## start Dataset entries

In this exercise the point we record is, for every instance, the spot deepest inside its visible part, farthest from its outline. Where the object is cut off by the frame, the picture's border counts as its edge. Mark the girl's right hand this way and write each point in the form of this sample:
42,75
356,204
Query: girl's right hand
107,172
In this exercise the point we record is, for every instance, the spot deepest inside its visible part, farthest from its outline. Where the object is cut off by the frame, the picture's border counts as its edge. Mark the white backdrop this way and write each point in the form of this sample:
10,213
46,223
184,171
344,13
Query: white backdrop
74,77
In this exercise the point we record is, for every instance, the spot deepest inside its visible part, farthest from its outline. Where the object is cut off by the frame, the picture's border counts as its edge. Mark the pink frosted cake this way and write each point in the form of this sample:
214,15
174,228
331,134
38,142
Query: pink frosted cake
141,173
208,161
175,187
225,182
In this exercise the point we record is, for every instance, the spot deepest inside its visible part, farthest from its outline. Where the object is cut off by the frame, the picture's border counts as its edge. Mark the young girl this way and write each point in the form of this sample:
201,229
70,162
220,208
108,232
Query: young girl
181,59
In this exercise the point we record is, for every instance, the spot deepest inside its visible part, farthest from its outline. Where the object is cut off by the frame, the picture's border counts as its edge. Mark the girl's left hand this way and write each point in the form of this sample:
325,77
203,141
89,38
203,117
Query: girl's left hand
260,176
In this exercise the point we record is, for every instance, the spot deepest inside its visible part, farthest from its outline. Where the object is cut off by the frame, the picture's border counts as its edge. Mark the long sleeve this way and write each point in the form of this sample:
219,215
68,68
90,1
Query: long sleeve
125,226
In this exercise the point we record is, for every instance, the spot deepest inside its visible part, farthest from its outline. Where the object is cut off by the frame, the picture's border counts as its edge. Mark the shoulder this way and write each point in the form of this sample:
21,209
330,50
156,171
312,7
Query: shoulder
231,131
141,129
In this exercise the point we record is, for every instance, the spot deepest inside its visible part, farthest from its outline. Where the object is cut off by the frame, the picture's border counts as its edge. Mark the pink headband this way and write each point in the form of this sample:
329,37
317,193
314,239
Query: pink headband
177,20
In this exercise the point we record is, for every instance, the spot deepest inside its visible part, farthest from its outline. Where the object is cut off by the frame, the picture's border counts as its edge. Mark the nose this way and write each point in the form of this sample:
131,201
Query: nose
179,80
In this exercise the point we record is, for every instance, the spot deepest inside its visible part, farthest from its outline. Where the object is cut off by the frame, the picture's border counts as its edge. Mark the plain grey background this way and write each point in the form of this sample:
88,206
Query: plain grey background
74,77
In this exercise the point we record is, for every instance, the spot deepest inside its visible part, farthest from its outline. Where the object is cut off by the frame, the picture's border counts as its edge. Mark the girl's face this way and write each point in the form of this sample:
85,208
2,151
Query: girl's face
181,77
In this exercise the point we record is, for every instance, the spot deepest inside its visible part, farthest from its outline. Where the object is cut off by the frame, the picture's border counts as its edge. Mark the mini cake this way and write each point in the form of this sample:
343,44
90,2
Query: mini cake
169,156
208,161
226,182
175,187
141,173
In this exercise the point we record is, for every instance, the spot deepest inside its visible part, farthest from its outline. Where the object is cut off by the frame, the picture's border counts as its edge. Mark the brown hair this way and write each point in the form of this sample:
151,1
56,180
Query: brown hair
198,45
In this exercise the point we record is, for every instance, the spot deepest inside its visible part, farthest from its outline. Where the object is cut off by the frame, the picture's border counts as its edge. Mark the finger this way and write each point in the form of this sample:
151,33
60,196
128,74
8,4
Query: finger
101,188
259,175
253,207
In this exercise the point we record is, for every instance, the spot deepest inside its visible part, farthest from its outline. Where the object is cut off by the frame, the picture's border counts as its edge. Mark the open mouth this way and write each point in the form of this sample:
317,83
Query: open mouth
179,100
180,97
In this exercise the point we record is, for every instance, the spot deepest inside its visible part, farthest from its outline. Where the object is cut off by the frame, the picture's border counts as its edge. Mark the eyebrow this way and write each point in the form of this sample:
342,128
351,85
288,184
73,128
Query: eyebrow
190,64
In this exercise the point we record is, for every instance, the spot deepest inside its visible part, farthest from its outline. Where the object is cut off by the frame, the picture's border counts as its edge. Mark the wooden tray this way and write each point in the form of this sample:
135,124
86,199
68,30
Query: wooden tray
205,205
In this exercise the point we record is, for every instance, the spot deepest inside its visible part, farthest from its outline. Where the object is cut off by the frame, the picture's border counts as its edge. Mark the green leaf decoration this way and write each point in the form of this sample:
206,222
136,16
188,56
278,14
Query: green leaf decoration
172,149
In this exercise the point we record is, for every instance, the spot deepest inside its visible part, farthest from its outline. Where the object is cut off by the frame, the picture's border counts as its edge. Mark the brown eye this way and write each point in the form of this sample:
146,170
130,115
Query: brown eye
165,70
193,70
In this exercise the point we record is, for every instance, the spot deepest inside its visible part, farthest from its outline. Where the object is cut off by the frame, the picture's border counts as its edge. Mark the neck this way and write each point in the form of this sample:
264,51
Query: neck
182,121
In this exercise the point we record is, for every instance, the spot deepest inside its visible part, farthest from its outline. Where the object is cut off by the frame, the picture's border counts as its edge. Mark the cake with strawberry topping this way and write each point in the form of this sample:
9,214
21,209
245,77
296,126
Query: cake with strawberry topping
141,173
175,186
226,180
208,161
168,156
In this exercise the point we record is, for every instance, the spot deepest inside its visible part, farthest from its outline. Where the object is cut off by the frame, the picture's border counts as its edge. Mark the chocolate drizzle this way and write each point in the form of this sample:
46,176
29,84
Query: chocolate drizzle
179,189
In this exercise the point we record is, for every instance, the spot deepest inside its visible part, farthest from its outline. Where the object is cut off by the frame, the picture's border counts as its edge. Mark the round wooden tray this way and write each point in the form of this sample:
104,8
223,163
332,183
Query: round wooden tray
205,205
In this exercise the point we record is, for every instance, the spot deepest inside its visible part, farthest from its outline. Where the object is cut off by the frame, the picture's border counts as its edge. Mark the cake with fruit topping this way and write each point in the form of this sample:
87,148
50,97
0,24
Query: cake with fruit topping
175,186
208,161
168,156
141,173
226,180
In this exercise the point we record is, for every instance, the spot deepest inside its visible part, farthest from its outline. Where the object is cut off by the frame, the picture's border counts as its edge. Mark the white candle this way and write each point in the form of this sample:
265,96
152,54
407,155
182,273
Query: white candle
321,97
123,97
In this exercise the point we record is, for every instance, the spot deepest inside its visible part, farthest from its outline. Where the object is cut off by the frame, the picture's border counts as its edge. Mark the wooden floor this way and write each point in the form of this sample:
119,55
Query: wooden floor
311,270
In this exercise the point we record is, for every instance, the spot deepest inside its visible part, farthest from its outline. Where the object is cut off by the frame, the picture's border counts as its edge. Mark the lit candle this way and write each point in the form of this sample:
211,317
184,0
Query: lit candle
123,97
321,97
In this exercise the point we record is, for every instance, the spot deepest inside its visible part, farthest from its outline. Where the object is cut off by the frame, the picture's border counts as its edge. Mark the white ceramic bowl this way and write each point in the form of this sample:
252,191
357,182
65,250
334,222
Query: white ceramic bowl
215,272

## end Dataset entries

_Task instructions:_
Reproduce the data, keeping every line exactly the same.

_In response:_
In this exercise the point we record is, for every instance, the spot deepest inside its visible part, farthest from its outline. Where the object is cut off by the frame, the picture's border counts as its edge. Mark the girl's right hand this way and write each point in the form of this sample:
42,75
356,204
Query: girl's right hand
107,172
In this exercise the point we record is, for every instance, the spot deepest inside its visible part, farthest from its outline. Where the object is cut off by the frame, the picture's border counts as its edge. Mark the white backdrop this way and write each point in the form of this sample:
10,213
46,223
184,171
344,13
Query: white backdrop
74,77
In this exercise the point we record is, for every instance, the spot deepest inside its visible part, farthest from its outline. Where the object is cut off by the frame, the picture's border counts as its edge. Mark the pink frosted cake this way and write each point in the form of this sample:
214,15
174,228
331,134
38,142
Query: pink frosted cake
141,173
208,161
175,187
225,182
In this exercise the point we record is, for every instance, the spot deepest inside its visible part, farthest from its outline. Where the object is cut off by the frame, the picture's border counts as its edge. Mark the young girl this way and write each point in the form of this sample:
201,229
70,162
220,208
108,232
Query: young girl
181,59
In this exercise the point we record is, for every instance, the spot deepest inside its visible part, farthest from its outline. Where the object is cut off by the frame, the picture's border counts as its edge. Mark the girl's left hand this way and write each point in the form of this sample:
325,77
203,141
89,38
203,117
Query: girl's left hand
260,176
In this exercise the point we record is, for every instance, the spot deepest inside its visible part, farthest from its outline. Where the object is cut off by the frame, the picture's border counts as its edge. Mark the long sleeve this way and write each point in the form of this sample:
219,215
68,68
90,1
Query: long sleeve
125,226
In this exercise the point we record is, for every instance, the spot deepest inside its visible part, farthest from its outline. Where the object is cut off by the frame, the picture's border counts as its edge. Mark the shoulder this way and write each point in the form of this sample:
21,209
330,50
156,171
312,7
Query: shoulder
231,131
141,129
In this exercise the point we record is, for every instance, the spot deepest inside its visible part, farthest from its outline. Where the object is cut off by the frame, the picture's border counts as its edge. Mark the pink headband this way and write each point in the form of this sample:
329,37
317,193
314,239
Query: pink headband
177,20
In this exercise the point we record is, for every instance, the spot deepest inside its visible part, farthest from its outline. Where the object is cut off by the frame, the picture's border counts as its edge. Mark the nose this way and write each point in the form of this sample:
131,201
Query: nose
179,80
In this exercise the point we record is, for every instance, the spot deepest inside its visible part, farthest from its outline. Where the object is cut off by the frame, the picture's border counts as its edge. Mark the plain grey background this way and write each point in the form of this sample:
88,206
Query: plain grey background
74,77
In this exercise the point we record is, for every instance, the spot deepest inside its visible part, farthest from its outline. Where the object is cut off by the frame, the picture's border counts as its edge. Mark the girl's face this way and write each point in the form of this sample:
85,208
2,151
Query: girl's face
181,77
In this exercise the point we record is, for every instance, the spot deepest inside its visible part, farthest from its outline. Where the object is cut off by the frame, the picture's border counts as its edge. Mark the mini cake this way and write each point in the form of this sample:
343,44
90,2
Query: mini cake
169,156
208,161
226,182
175,187
141,173
In this exercise the point we record is, for every instance, the spot deepest inside its visible part, farthest from its outline. Where the object is cut off by the frame, the picture's border counts as its edge. Mark the brown hair this way and write each point in the form of this sample:
151,1
56,180
Query: brown hair
198,45
In this exercise the point we record is, for every instance, the spot deepest inside its visible part, farthest from its outline. Where the object is cut off by the frame, the picture's border counts as its edge. Mark the finger this way and write each point in the form of this sample:
151,33
60,196
128,74
8,4
Query: finger
101,188
259,175
253,207
In this exercise the point we record is, for every instance, the spot deepest inside its visible part, farthest from its outline. Where the object is cut off by the frame, the picture's border counts as its edge. Mark the open mouth this way and write each point in the form of this sample:
317,83
Query: open mouth
179,100
180,97
In this exercise the point we record is, for every instance, the spot deepest inside its visible part, farthest from its outline. Where the object is cut off by the frame, the picture's border counts as its edge. Mark the eyebrow this way and write each point in the form of this sample:
342,128
351,85
288,184
73,128
Query: eyebrow
190,64
In this exercise the point we record is, for every instance, the spot deepest inside its visible part, farthest from its outline. Where the object is cut off by the frame, the picture's border counts as its edge. Mark the wooden tray this way and write each point in the form of this sample:
135,124
86,199
68,30
Query: wooden tray
205,205
In this exercise the point we record is, for every instance, the spot deepest inside its visible part, farthest from its outline. Where the object is cut off by the frame, the picture's border counts as its edge. Mark the green leaf decoration this way and write each point in the form of this sample:
206,222
136,16
188,56
278,14
Query: green leaf decoration
172,149
In this exercise the point we record is, for every instance, the spot deepest inside its visible part, farthest from its outline. Where the object is cut off by the frame, the picture's border counts as its edge. Mark the brown eye this way and write each point in the form of this sample:
146,170
130,115
Query: brown eye
165,70
193,70
In this exercise the point we record is, for every instance, the spot deepest inside its visible part, farthest from its outline. Where the object is cut off by the frame, the picture's border counts as its edge. Mark the neck this way and write each point in the form of this sample:
264,51
Query: neck
182,121
In this exercise the point we record is, for every instance, the spot deepest inside its visible part, farthest from its outline. Where the object is cut off by the frame, the picture's border counts as its edge. Mark the cake with strawberry topping this way and write each point in the form of this sample:
9,214
21,209
245,77
296,126
Query: cake with strawberry topping
141,173
175,186
226,180
208,161
168,156
In this exercise the point we record is, for every instance, the spot deepest inside its visible part, farthest from its outline. Where the object is cut off by the frame, the picture's border counts as its edge. Mark the chocolate drizzle this way and write each point in the form of this sample:
46,176
29,84
Query: chocolate drizzle
179,189
In this exercise the point we record is, for every instance, the spot deepest inside its visible part, farthest from its outline. Where the object is cut off by the frame, the picture's border counts as its edge. Mark the round wooden tray this way and write each point in the form of this sample:
104,8
223,163
332,183
Query: round wooden tray
205,205
In this exercise the point we record is, for every instance, the spot deepest inside its visible part, farthest from its outline. Where the object is cut off by the frame, the picture's border counts as its edge. Mark the cake with fruit topping this way and write each point in the form of this sample:
87,148
50,97
0,24
Query: cake with fruit topping
175,186
208,161
168,156
141,173
226,180
In this exercise the point we record is, for every instance, the spot deepest inside its visible part, farthest from its outline. Where the object is cut off by the frame, the picture's border counts as its edge. Mark the white candle this way and write each point in the form of this sample:
265,96
152,54
407,155
182,273
Query: white candle
321,97
123,97
In this exercise the point we record is, for every instance, the spot deepest inside its visible part, farthest from its outline. Where the object is cut off by the frame, the picture's border counts as its edge. Mark the wooden floor this way and write each point in the form of this sample:
119,55
Query: wooden floor
311,270
In this exercise the point we record is, for every instance, the spot deepest inside its visible part, farthest from its outline. Where the object is cut off by the frame, the picture's border counts as its edge. Mark the lit candle this way and write each point in the form of this sample:
211,317
184,0
Query: lit candle
123,97
321,97
In this exercise the point we record is, for every instance, the spot deepest inside its visible part, farthest from its outline. Where the object is cut off by the frame, the picture's border counts as its edge. Mark the white ceramic bowl this way and write each point in the form of this sample:
252,191
357,182
65,250
334,222
Query: white ceramic bowl
215,272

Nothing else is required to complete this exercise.